▸ Exercise prompt
Will you copy the text of every record below word for word, leaving the pictures out?
------ The data
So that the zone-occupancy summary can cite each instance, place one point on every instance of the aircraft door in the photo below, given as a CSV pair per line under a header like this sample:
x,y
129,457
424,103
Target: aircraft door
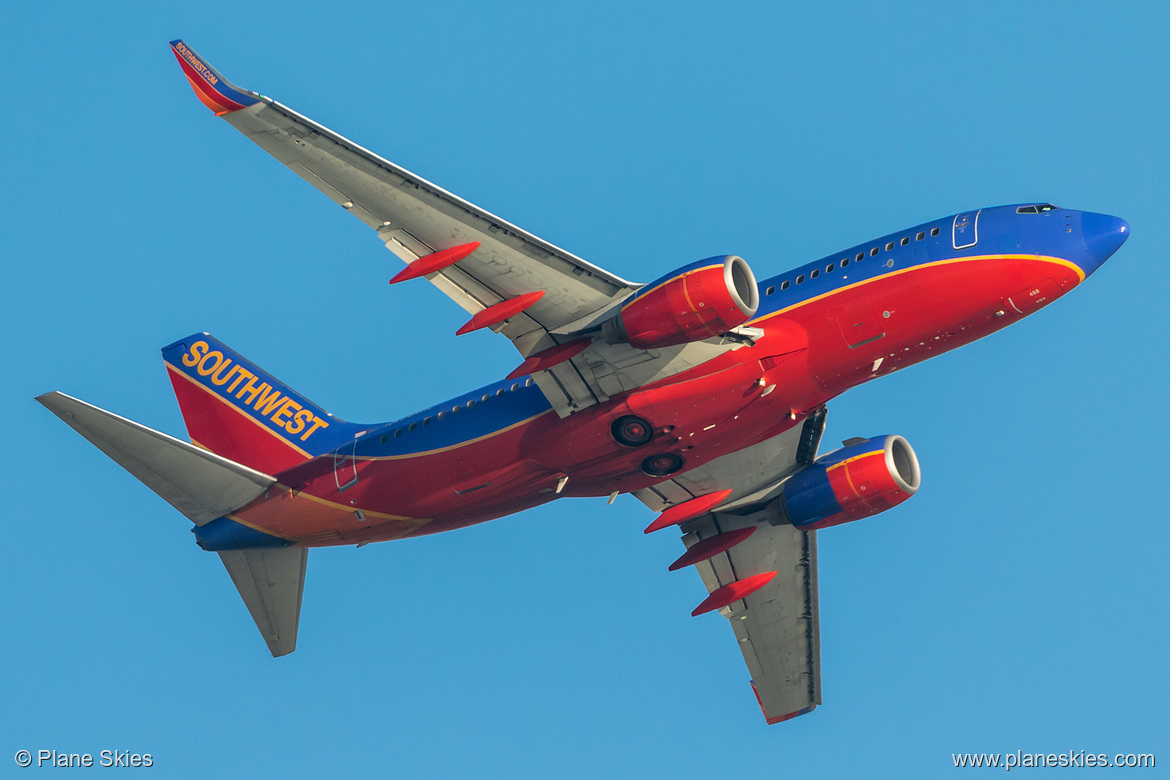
------------
▸ Written reply
So that the zone-occupancy summary can cite each instance, place one point on every instance of the aircraft door in the photo below, given as a CSV pair per line under a header like this sample:
x,y
129,457
424,103
Target: aircraft door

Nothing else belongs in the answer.